- **Énoncé 1**:
Listez toutes les lignes des enregistrements qui contiennent le mot « shown ».
═════ Extrait fourni
César fut l'homme le plus complet que Rome ait produit, celui en qui se montre le développement le plus harmonieux de toutes les facultés : orateur à la parole virile et écrivain sobre, sans le faux clinquant de l'éloquence avocassière ; soldat intrépide du jour où il fallut l'être, et général comparable aux plus grands, dès qu'il parut aux armées. Son esprit, ouvert aux leçons de la vie, n'oubliait aucun des conseils qu'elle donne, et sa pensée, toujours calme au milieu des agitations les plus vives, n'était obscurcie ni par la colère ni par la passion. Aussi voyait-il les choses sous leur vrai jour et allait-il droit au possible, ne le dépassant que tout juste de ce qu'il l'allait pour que le succès possible devînt un succès certain. Ses vices ne troublaient pas sa ferme intelligence, de sorte que l'on put prendre de l'empire sur ses sens et qu'on n'en prit pas sur son esprit : jamais ses plaisirs ne firent tort à ses affaires. Ses victoires mêmes ne lui causèrent pas d'éblouissement. Fondateur d'une monarchie militaire, il ne donna point la première place à l'armée ; il resta le maître de ses soldats comme de lui-même, et seul, avec son génie, dominant du haut de sa fortune le monde étendu à ses pieds, il ne laissa pas monter à son cerveau ces fumées enivrantes de l'orgueil surhumain qui ont plus d'une fois obscurci l'intelligence d'hommes supérieurs.
══════════
═════ Les données
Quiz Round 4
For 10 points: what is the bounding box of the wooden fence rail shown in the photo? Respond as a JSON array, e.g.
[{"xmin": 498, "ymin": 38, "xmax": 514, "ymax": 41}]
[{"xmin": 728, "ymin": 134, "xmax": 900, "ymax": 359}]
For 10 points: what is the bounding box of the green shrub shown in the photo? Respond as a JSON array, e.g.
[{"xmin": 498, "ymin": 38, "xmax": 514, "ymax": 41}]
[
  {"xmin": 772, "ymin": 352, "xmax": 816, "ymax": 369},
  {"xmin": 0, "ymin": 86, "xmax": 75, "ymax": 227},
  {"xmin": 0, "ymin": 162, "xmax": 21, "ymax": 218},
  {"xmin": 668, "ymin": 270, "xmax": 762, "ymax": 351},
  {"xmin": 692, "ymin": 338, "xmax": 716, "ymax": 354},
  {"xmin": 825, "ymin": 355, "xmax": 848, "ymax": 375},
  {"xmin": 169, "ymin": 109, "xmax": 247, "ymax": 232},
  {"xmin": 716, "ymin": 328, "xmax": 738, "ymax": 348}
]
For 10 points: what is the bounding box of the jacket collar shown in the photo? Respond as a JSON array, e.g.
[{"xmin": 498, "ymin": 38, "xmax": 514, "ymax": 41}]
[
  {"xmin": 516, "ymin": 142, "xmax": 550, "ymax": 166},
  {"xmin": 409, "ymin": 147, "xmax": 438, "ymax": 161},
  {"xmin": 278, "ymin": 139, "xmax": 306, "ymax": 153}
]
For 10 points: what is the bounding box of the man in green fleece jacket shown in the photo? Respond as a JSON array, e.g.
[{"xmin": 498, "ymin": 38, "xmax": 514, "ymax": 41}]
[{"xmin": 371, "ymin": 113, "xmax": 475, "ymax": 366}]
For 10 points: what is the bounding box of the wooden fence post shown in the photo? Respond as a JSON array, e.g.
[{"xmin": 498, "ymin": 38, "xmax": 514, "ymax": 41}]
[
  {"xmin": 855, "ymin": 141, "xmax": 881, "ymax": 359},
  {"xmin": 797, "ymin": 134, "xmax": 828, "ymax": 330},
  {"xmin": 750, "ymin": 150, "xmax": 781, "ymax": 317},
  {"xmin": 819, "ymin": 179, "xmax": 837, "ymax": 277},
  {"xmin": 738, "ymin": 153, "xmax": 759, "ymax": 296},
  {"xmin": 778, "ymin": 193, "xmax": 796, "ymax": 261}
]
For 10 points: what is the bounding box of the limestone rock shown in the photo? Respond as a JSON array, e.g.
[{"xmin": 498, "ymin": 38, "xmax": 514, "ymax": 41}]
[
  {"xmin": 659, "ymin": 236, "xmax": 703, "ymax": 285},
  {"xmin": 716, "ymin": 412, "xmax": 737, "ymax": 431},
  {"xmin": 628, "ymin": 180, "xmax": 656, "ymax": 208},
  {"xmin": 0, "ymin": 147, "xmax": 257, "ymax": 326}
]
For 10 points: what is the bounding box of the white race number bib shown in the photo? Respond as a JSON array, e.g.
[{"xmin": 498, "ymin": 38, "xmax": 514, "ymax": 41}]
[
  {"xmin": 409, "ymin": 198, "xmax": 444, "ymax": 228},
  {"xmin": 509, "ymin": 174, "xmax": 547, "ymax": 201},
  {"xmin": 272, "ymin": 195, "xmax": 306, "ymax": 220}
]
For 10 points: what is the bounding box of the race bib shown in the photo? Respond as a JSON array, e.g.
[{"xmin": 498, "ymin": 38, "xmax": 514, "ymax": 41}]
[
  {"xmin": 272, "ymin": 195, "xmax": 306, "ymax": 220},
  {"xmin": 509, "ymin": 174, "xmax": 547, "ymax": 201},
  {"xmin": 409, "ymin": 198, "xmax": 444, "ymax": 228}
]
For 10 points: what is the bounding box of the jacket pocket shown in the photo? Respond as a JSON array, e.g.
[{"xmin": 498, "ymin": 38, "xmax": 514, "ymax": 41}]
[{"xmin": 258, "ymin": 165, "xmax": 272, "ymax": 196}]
══════════
- **Énoncé 2**:
Répondez, s'il vous plaît, à ces questions sur le portrait de César :
(a) Par quoi sa pensée n'était-elle jamais obscurcie ?
(b) Quelle place, fondateur d'une monarchie militaire, ne donna-t-il point à l'armée ?
(c) Qu'est-ce qui ne fit jamais tort à ses affaires ?

- **Résultat attendu 1**:
For 10 points: what is the bounding box of the wooden fence rail shown in the photo? Respond as a JSON array, e.g.
For 10 points: what is the bounding box of the green shrub shown in the photo? Respond as a JSON array, e.g.
For 10 points: what is the bounding box of the jacket collar shown in the photo? Respond as a JSON array, e.g.
For 10 points: what is the bounding box of the man in green fleece jacket shown in the photo? Respond as a JSON array, e.g.
For 10 points: what is the bounding box of the wooden fence post shown in the photo? Respond as a JSON array, e.g.
For 10 points: what is the bounding box of the limestone rock shown in the photo? Respond as a JSON array, e.g.
For 10 points: what is the bounding box of the white race number bib shown in the photo? Respond as a JSON array, e.g.
For 10 points: what is the bounding box of the race bib shown in the photo? Respond as a JSON array, e.g.
For 10 points: what is the bounding box of the jacket pocket shown in the photo? Respond as a JSON array, e.g.

- **Résultat attendu 2**:
(a) Ni par la colère ni par la passion.
(b) La première place.
(c) Ses plaisirs.